▸ What to do
1: Answer these questions using the GLAMR data management page:
(a) What four words make up the FAIR acronym?
(b) Through which organization will the harmonized GLAMR data set be published?
(c) Under what license will the first public release, v1.0, be made available?
2: Write a continuation of the GLAMR data management page, picking up after its final sentence.

▸ Document

Skip to main content

Data Management Philosophy & Plans

GLAMR — a centralized, public repository of ecosystem metabolism estimates and related data for lakes, ponds, reservoirs, and other lentic water bodies around the world.

Photo by Bopaiah Biddanda

Philosophy

In keeping with ongoing changes in the culture and requirements of data sharing in ecology (Nelson 2022), and inspired by the catalytic impacts of well-curated compilations of high-quality data in aquatic ecology and other fields (e.g. Baldocchi 2008, 2020, Read et al. 2017, Soranno et al. 2017, Pollard et al. 2018), we argue that advancing understanding of lake metabolism requires more than just data – it requires linking data to the community in ways that provide both credit for contributions and opportunity to engage in team science. We will create analysis-ready data products that are fully FAIR (findable, accessible, interoperable, re-usable), share these data products publicly, and encourage use of the data by all interested researchers.

Plans

Publish GLAMR via EDI – To build GLAMR we will organize and harmonize previously published datasets that include lake metabolism data and/or the data necessary to generate lake metabolism estimates. The harmonized GLAMR data set will be published as a data package via the Environmental Data Initiative (EDI). It will have the full benefits of all EDI data packages, including DOIs, provenance tracking, credit attribution, reproducible workflows, and accessibility through EDI’s application programming interface for R and Python software. We anticipate initially building two beta versions of GLAMR: a small v0.1 for stress-testing, and then a larger, analysis-ready v0.2, available to data contributors to facilitate early exploration of the data ahead of the first public release. The first public release (v1.0), and subsequent releases adding new data to the previously published versions, will be licensed under a Creative Commons Attribution - NonCommercial - ShareAlike 4.0 International (CC BY-NC-SA 4.0) license, with no conditional restrictions or proprietary software requirements, and will be available for public use subject to proper citation and recognition of original source.

▸ Records provided
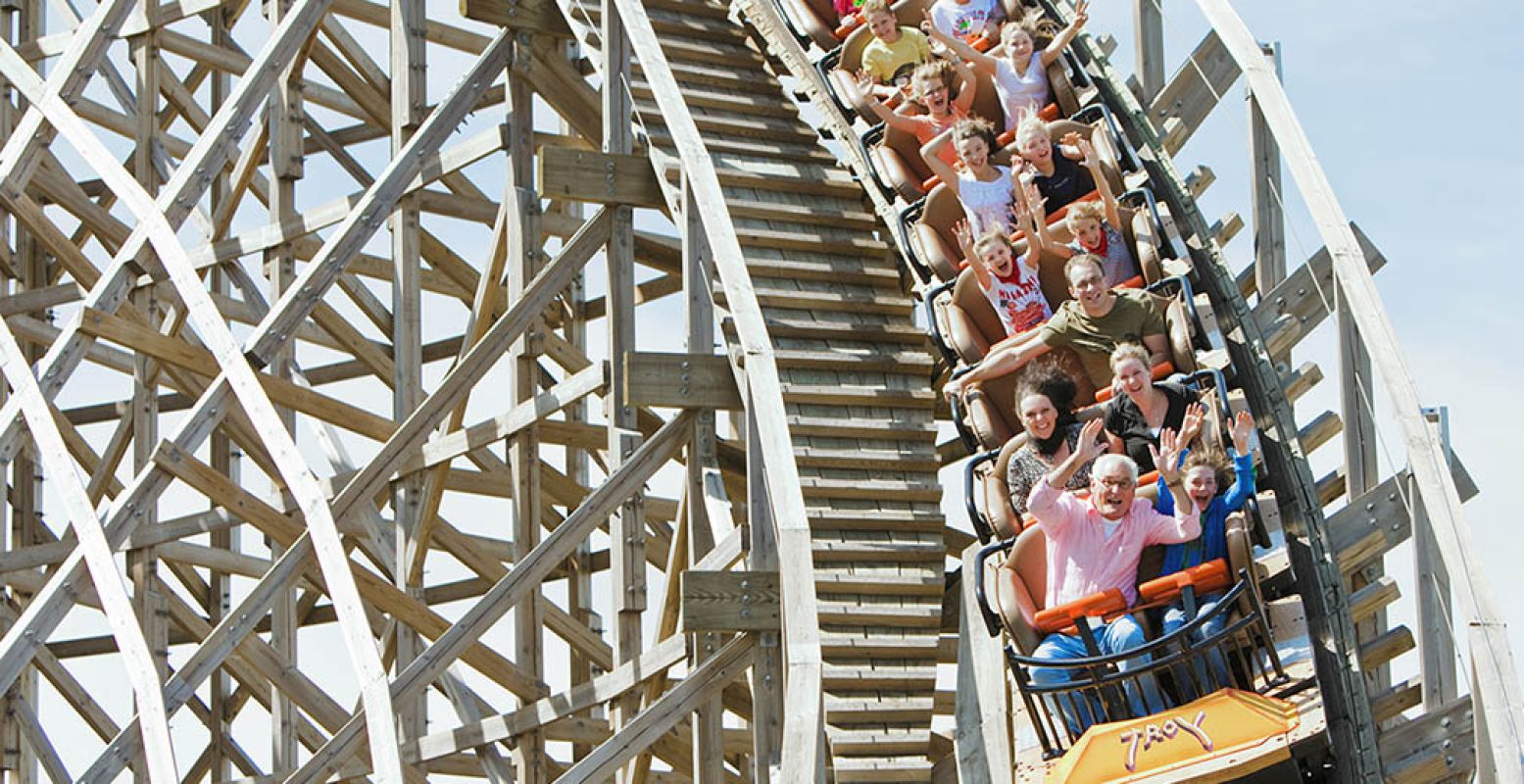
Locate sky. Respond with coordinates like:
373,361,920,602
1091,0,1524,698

--

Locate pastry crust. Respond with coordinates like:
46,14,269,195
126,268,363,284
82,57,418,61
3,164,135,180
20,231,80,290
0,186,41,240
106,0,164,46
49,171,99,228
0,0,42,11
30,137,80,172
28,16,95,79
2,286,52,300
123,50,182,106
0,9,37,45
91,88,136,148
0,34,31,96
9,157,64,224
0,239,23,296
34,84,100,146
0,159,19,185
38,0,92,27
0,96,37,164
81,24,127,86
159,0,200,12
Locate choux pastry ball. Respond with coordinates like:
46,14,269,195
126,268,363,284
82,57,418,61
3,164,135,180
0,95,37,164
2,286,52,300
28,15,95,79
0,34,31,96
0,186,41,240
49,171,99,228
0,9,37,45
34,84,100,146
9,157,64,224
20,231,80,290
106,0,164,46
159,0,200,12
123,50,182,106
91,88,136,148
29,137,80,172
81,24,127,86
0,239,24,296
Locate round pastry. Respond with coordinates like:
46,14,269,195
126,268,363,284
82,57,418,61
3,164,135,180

▸ Task responses
1:
(a) Findable, accessible, interoperable, re-usable.
(b) The Environmental Data Initiative (EDI).
(c) The Creative Commons Attribution - NonCommercial - ShareAlike 4.0 International (CC BY-NC-SA 4.0) license.

2:
Provide credit

We will take the following steps to provide credit to those who contribute data to GLAMR:

  • For all data included in GLAMR we will cite the original published data package (“contributed package”) in the provenance portion of the GLAMR data package description. The contributed package will also be indicated in a column in the GLAMR data itself.
  • We will invite each author of a contributed package to be listed as an author of GLAMR. “Author of a contributed package” includes anyone listed in the data package citation. “Author of GLAMR” means a person who is listed as a “creator” of GLAMR and who therefore appears in the citation for the GLAMR data package. Data contributors invited to be authors must accept responsibility for the accuracy and integrity of the data, including their willingness to promptly respond to and address inquiries or issues raised by data users. Authors of a contributed package who do not wish to accept this responsibility can still be listed as “associated parties” or “contributors” to the GLAMR data package.
  • We will invite all authors of GLAMR to contribute ideas to, and join as coauthors, a data paper that will accompany the first public release of the GLAMR data package, and several initial papers that we intend to write using the data.

Assist in publication of previously unpublished data sets

For researchers who hold previously unpublished data that they would like to contribute to GLAMR, we aim to provide assistance in publishing a researcher-led data package on EDI that can subsequently be integrated into GLAMR. We have some capacity to provide this assistance now, and we are working to secure funding that would increase this capacity.

Facilitate review

Data contributors will be invited to review their contribution to GLAMR, including the data themselves and the complete pipeline of code that brings those data into GLAMR, before the public release of the first GLAMR version that includes those data.

Publish software

All project-related software, including workflows for assembling GLAMR, will be written in non-proprietary languages (R and Python) and will be made available in publicly accessible GitHub repositories during and after development.

Encourage broad use and inclusive team science

To help encourage broad use and future growth of GLAMR, we plan to organize workshops at GLEON and/or other international meetings, coincident with the public release of GLAMR v1.0, to introduce new users to the data package and spark new collaborative efforts to use the data. In these and all other uses of the GLAMR data, we will ask project leads to follow GLEON’s norms of inclusive team science and invite meaningful contributions from data contributors and other interested researchers.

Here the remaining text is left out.